Was zu tun ist |
1/ Bitte schreibe aus dem Ausgangstext unten alles wortgetreu nieder, von "Im Prinzip wirft" bis hinunter zu "so klimaschädlich macht.".
2/ Auf welche Menschen beziehen sich Wynes und Nicholas laut dem Ausgangstext unten?
3/ Stimmen die folgenden Aussagen mit dem Ausgangstext unten überein? Antworte jeweils mit Ja oder Nein und zitiere die entscheidenden Worte wörtlich.
(a) Die Studie rechnet ein, dass Kinder klimafreundlicher leben könnten als ihre Eltern.
(b) Die Studie bezieht ein, dass die Kinder selbst wieder Kinder bekommen könnten.
(c) Als Knackpunkt nennt der Text den Überkonsum in den Industrieländern.

Ausgangstext |
<<<<

Die Studie ist umstritten. Fach­kol­le­g:in­nen kritisieren unter anderem die Methodik: Erstens rechnen die beiden Wis­sen­schaft­le­r:in­nen nicht ein, dass der Lebensstil möglicher Kinder klimafreundlicher sein könnte als der der Eltern. Dafür beziehen sie sehr wohl ein, dass die Kinder wieder Kinder bekommen könnten, die wieder Kinder bekommen könnten. Beides führt zu einer Überwertung dieser individuellen Maßnahme.

Im Prinzip wirft diese Studie das Licht darauf, warum die Anzahl der Menschen auf der Erde gerade nicht das Kernproblem der Klimakrise ist – was vor allem Rechte unter dem Stichwort Überbevölkerung oft mit Blick auf höhere Geburtenraten im Globalen Süden behaupten. Schließlich beziehen sich Wynes und Nicholas auf Menschen in Industrieländern.

Der Knackpunkt ist der Überkonsum in den Industrieländern, denn gerade der ist es ja, der auch das Kinderkriegen laut der Rechnung so klimaschädlich macht.

>>>>

Daten |

<<<<

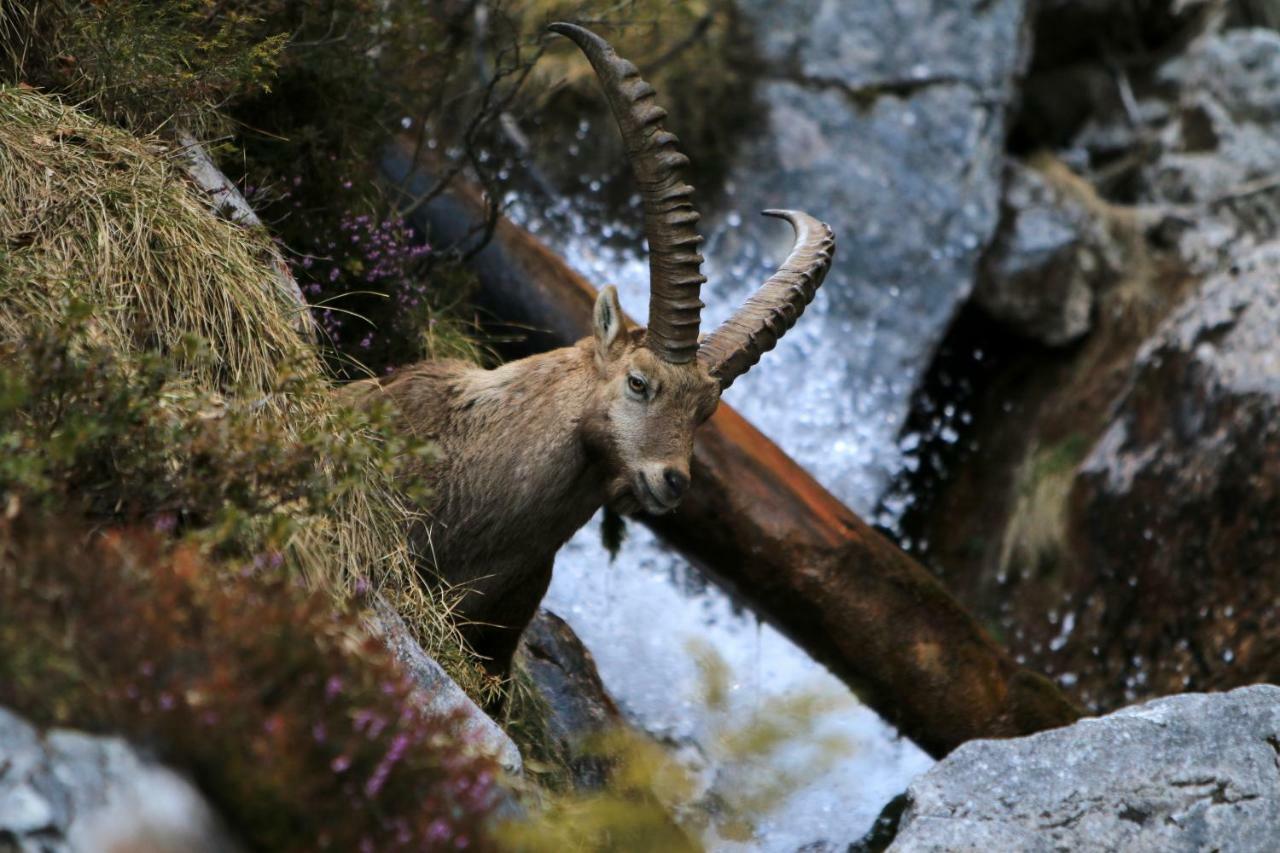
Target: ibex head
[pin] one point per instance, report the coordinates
(659, 383)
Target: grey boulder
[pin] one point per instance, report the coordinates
(67, 790)
(1185, 772)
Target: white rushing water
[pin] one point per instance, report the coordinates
(649, 619)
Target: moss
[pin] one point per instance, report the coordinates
(142, 64)
(298, 729)
(154, 369)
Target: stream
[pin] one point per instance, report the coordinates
(654, 624)
(910, 185)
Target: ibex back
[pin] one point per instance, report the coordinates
(529, 451)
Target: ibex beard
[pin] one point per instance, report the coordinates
(530, 450)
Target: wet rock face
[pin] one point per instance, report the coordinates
(1202, 145)
(1189, 772)
(577, 705)
(1174, 511)
(64, 790)
(1048, 258)
(440, 694)
(887, 121)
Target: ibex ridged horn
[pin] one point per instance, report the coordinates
(671, 229)
(755, 328)
(670, 218)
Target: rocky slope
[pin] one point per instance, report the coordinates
(1188, 772)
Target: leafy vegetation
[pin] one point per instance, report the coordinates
(302, 734)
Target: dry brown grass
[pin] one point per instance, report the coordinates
(94, 215)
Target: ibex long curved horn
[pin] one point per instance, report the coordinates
(670, 218)
(755, 328)
(671, 228)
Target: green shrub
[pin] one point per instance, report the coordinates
(300, 729)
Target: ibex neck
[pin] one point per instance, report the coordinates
(533, 410)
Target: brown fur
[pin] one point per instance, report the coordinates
(530, 451)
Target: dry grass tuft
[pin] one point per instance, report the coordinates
(91, 215)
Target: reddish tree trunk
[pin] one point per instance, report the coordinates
(763, 528)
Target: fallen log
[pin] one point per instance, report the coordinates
(764, 529)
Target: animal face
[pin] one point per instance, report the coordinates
(644, 414)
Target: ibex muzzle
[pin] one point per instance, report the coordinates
(533, 448)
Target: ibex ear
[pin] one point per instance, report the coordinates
(609, 324)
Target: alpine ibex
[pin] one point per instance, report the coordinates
(529, 451)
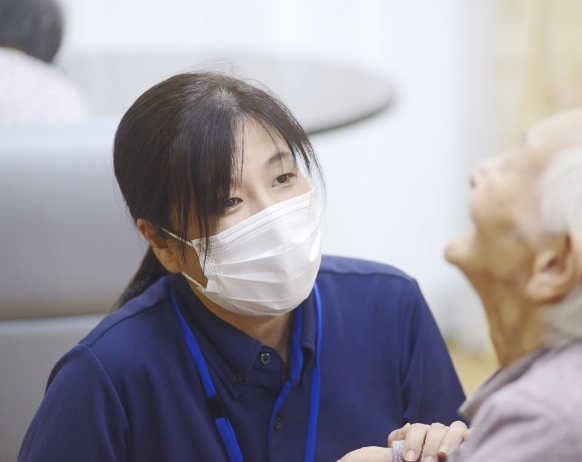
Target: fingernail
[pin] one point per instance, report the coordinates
(444, 449)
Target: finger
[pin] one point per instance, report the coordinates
(434, 437)
(453, 439)
(398, 435)
(368, 454)
(414, 441)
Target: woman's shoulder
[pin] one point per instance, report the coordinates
(344, 266)
(141, 321)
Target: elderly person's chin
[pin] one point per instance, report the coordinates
(458, 250)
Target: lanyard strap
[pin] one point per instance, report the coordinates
(222, 423)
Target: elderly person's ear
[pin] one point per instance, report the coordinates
(557, 269)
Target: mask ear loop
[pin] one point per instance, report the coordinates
(194, 281)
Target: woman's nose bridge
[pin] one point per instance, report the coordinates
(262, 200)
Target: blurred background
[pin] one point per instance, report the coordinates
(402, 99)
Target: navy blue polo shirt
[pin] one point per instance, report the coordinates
(130, 390)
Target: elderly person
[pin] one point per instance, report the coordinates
(524, 258)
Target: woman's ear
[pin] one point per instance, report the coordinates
(165, 249)
(557, 269)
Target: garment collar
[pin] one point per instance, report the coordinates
(230, 352)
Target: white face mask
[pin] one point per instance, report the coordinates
(266, 264)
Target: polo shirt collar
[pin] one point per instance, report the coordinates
(229, 352)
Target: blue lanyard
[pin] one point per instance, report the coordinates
(222, 423)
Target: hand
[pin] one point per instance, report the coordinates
(438, 440)
(368, 454)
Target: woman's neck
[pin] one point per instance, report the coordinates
(273, 331)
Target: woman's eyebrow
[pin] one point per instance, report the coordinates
(279, 156)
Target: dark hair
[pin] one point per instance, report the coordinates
(174, 154)
(32, 26)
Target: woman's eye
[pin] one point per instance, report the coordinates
(232, 202)
(285, 178)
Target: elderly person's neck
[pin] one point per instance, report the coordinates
(515, 326)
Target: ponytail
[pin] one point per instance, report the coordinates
(149, 272)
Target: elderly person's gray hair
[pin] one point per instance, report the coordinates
(32, 26)
(561, 212)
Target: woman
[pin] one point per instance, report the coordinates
(236, 339)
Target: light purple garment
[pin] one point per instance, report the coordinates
(530, 411)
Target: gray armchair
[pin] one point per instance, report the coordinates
(67, 251)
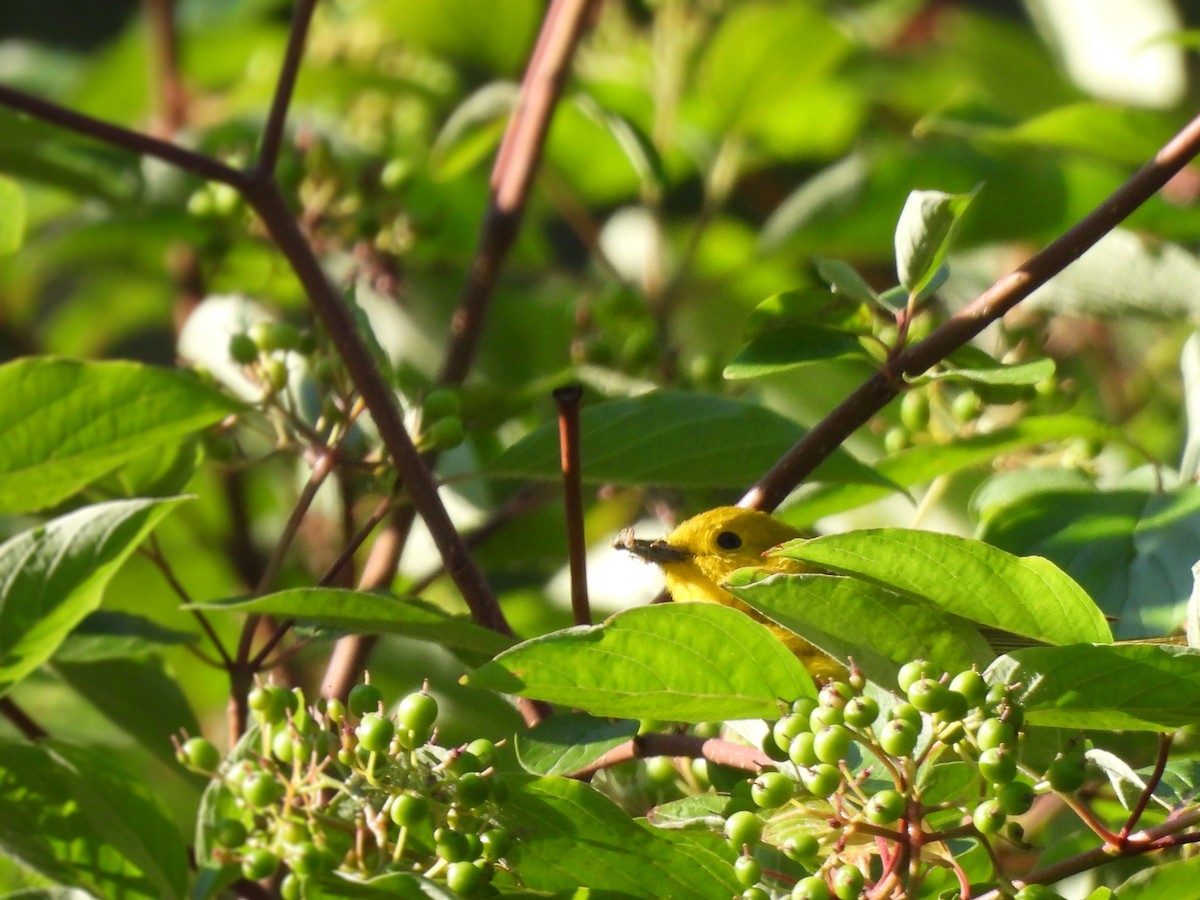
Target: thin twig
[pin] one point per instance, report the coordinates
(27, 726)
(513, 177)
(276, 119)
(568, 400)
(1164, 751)
(881, 388)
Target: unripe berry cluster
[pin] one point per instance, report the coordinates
(862, 780)
(335, 790)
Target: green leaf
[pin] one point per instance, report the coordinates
(1135, 687)
(784, 349)
(138, 696)
(879, 628)
(1024, 595)
(567, 743)
(106, 634)
(65, 424)
(1132, 550)
(673, 438)
(845, 279)
(921, 465)
(364, 612)
(927, 227)
(12, 216)
(1175, 880)
(1023, 373)
(574, 837)
(687, 663)
(54, 575)
(76, 817)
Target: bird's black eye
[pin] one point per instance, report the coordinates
(729, 540)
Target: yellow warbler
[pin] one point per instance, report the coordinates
(702, 552)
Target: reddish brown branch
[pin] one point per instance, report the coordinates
(568, 400)
(880, 389)
(513, 177)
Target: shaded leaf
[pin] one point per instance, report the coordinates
(54, 575)
(879, 628)
(1132, 550)
(65, 424)
(77, 819)
(364, 612)
(574, 837)
(677, 661)
(567, 743)
(784, 349)
(1137, 687)
(12, 216)
(921, 465)
(673, 438)
(1024, 595)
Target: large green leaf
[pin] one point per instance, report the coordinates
(363, 612)
(677, 661)
(921, 465)
(879, 628)
(1024, 595)
(65, 424)
(54, 575)
(675, 438)
(1132, 550)
(76, 817)
(573, 837)
(1135, 687)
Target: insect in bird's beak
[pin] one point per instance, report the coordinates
(655, 551)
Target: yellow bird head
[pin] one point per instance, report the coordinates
(702, 552)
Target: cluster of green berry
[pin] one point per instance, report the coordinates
(349, 792)
(863, 783)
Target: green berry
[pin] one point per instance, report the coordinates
(418, 712)
(803, 749)
(886, 807)
(771, 790)
(259, 864)
(364, 699)
(912, 672)
(989, 817)
(899, 737)
(243, 348)
(201, 754)
(971, 685)
(847, 882)
(465, 879)
(375, 732)
(229, 833)
(409, 809)
(810, 888)
(997, 765)
(261, 790)
(861, 712)
(748, 871)
(786, 729)
(832, 743)
(821, 780)
(743, 829)
(995, 732)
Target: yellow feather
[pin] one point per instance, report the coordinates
(702, 552)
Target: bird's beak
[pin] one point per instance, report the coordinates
(657, 551)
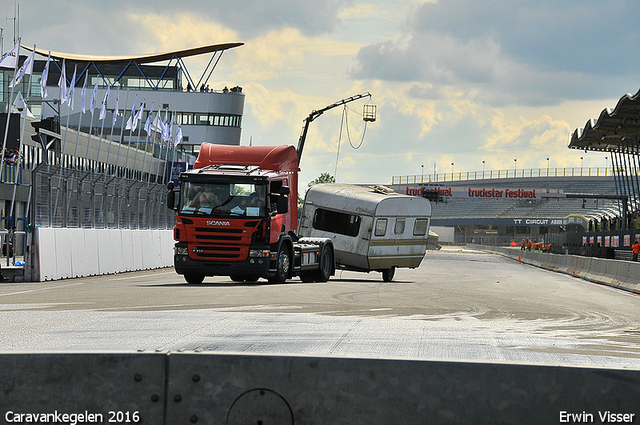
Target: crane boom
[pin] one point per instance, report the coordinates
(315, 114)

>>>>

Antworten je Aufgabe |
1/
Im Prinzip wirft diese Studie das Licht darauf, warum die Anzahl der Menschen auf der Erde gerade nicht das Kernproblem der Klimakrise ist – was vor allem Rechte unter dem Stichwort Überbevölkerung oft mit Blick auf höhere Geburtenraten im Globalen Süden behaupten. Schließlich beziehen sich Wynes und Nicholas auf Menschen in Industrieländern.

Der Knackpunkt ist der Überkonsum in den Industrieländern, denn gerade der ist es ja, der auch das Kinderkriegen laut der Rechnung so klimaschädlich macht.

2/ Auf Menschen in Industrieländern.

3/
(a) Nein: "nicht ein, dass der Lebensstil möglicher Kinder klimafreundlicher sein könnte als der der Eltern"
(b) Ja: "Dafür beziehen sie sehr wohl ein, dass die Kinder wieder Kinder bekommen könnten"
(c) Ja: "Der Knackpunkt ist der Überkonsum in den Industrieländern"